[Opening Document text section]

Ernie Terrell went 7-4 after Ali spent fifteen rounds turning his face into luncheon meat in their infamous “what’s my name!” encounter from 1967; behind the hideous beating he absorbed against a furious Rocky Marciano in their 1953 rematch, the excellent Roland LaStarza managed just 3-4 before hanging them up for good.

It is physical, yes.

Professional athletes of this standard, whether they are a surgeon of Ali’s calibre or a cannonball of Marciano’s density, do damage. They shift organs. They grind bone. But it is also psychological. Fighters, in reaching the summit of their personal Everest only to be confronted by an animal so in excess of their own evolutionary prism that they are, in essence, chanceless, perhaps don’t want to climb again. Every blow absorbed, every meal missed, every first step taken by a toddler to whom the fighter is a stranger, is for a reason in the beginning – The Title, The Title, but when The Title seems no longer a possibility it becomes easier to stay down, to clinch instead of punch, to run instead of box. Terrell and LaStarza found the end of their string in the ring of the dominant champion that bloodied their respective eras, and with that string providing a definitive measurement of their abilities, certain realities had to be accepted.

Yesterday in Moscow, Povetkin reversed this trend, finalising his rehabilitation with a sensational first round knockout over #10 heavyweight Mike Perez.

Perez is an impressive scalp almost regardless of circumstances. A superb body-puncher capable of deploying a high workrate (when he’s in the mood), Perez is a rarity in the modern heavyweight division on two different scores and his technical gifts and counter-punching ability certainly put him in the “handful for anyone” category despite certain doubts concerning his temperament (and his commitment to training). These doubts deepened after the injury tragically inflicted upon Magomed Abdusalamov by Perez during their rousing 2013 encounter in New York. In the wake of this contest, doubts surrounding Perez’s already questionable temperament deepened, but he was desperately unlucky against Bryant Jennings the following summer, missing out on a draw by virtue only of a point deduction in the final round. Jennings had been pushed to the absolute brink by a more talented fighter who could not match his athleticism. That said, Jennings adapted superbly, eschewing his reach advantage to come inside and make a fight of it after being cleanly out-boxed over the first three rounds.

[Closing Document text section]

## Exercises:
1. List every boxer named in the passage on heavyweight boxing.
2. Pick up the passage on heavyweight boxing after its final sentence and keep writing it.

[Opening Data to examine section]

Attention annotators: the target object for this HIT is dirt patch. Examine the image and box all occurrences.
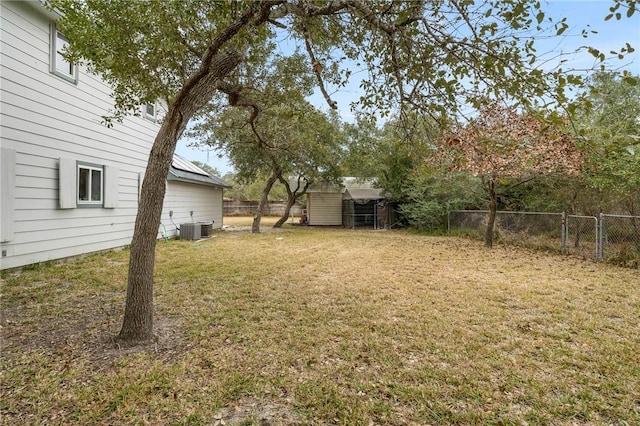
[213,398,303,426]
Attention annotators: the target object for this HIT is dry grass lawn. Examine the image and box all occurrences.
[0,218,640,425]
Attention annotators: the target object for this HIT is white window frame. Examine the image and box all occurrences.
[49,22,78,84]
[144,102,158,123]
[76,162,104,207]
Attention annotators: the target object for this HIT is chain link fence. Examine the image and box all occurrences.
[598,214,640,268]
[448,210,640,268]
[562,215,598,259]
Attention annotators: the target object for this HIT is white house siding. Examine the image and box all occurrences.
[160,181,222,237]
[307,192,342,225]
[0,1,160,269]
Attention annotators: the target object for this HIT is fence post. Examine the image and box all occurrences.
[598,213,605,260]
[560,212,569,254]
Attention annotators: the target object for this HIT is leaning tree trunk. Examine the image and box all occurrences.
[273,176,309,228]
[251,173,278,234]
[484,179,498,248]
[118,51,242,342]
[273,194,302,228]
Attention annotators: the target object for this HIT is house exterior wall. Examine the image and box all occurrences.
[307,192,342,226]
[0,1,160,269]
[158,181,222,238]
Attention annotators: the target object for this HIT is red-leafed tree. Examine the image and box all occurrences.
[429,102,583,248]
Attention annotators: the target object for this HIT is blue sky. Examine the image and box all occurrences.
[176,0,640,174]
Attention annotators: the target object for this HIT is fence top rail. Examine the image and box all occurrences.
[600,213,640,219]
[449,210,564,216]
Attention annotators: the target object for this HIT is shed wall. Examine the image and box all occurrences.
[307,192,342,226]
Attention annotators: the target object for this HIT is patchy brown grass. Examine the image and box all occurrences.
[0,225,640,425]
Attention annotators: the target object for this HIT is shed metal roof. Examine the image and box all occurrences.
[342,188,384,200]
[167,154,231,188]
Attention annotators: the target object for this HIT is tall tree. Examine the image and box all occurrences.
[192,55,339,233]
[575,72,640,214]
[50,0,636,341]
[429,102,584,248]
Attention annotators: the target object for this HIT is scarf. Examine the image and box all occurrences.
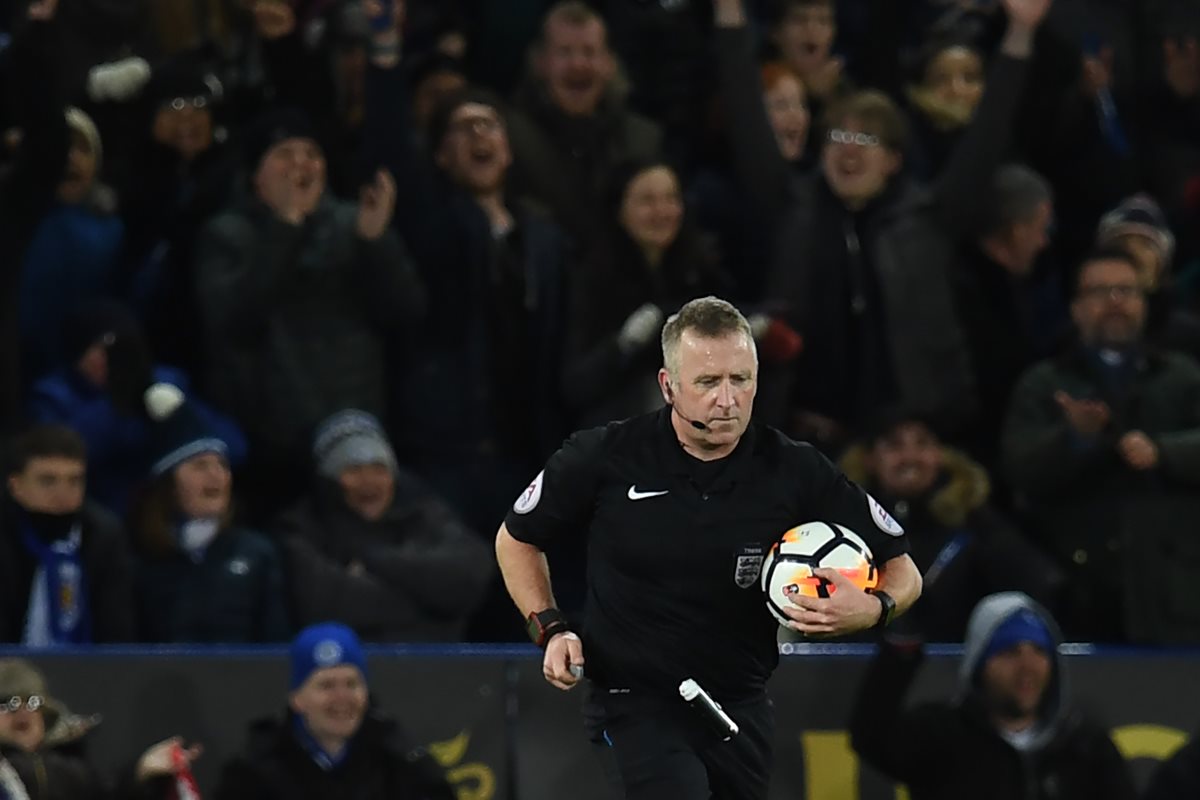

[Closing Data to examine section]

## Replies:
1. Ernie Terrell, Ali, Rocky Marciano, Roland LaStarza, Povetkin, Mike Perez, Magomed Abdusalamov, Bryant Jennings

2.
Neither man was disgraced in that contest, but what it meant for Perez was that he was to enter his showdown with Alexander Povetkin last night in Moscow with, having knocked out cruiserweight journeyman Darnell Wilson in two rounds earlier this year, and drawn with the ranked Carlos Takam in January of last year, a 1-1-1 ledger for 2014 and 2015. Despite the bad luck, tragedy and slick counter-punching that had defined his previous 30 months in the ring, a loss would have sent Perez bumping roughly down the ladder to gatekeeper status.

More shockingly, a loss would have had the same impact upon Povetkin.

Re-watching Perez-Jenkins this morning, I was struck by how efficiently Harvey Dock managed the Cuban’s fouling early in the fight. Every time, without exception, that Perez placed his forearm or any weight across the American’s neck or back, the referee stepped in to separate the two. What would Povetkin have given for such a referee the night of his contest with Wladimir Klitschko?

Luis Pabon was the third man in the ring the night of Povetkin’s shot at king Klitschko, and as the champion over and over again drew the Russian in with his enormous reach before placing his full 241lbs on the smaller man’s back, crushing him, literally, with his superior size, the referee neglected to act. It was an exhausted Povetkin who was repeatedly barrelled to the canvas by the champion as the fight descended into a physical and technical mis-match. Much spleen was vented in the aftermath concerning Wladimir’s solution to Povetkin’s rushing tactics, but the scorecards of the three judges, bereft of any instruction from Pabon to remove any points from Wladimir’s total, sang out their scores as a choir: 119-104. Povetkin had been outclassed and had absorbed a horrific beating in the process.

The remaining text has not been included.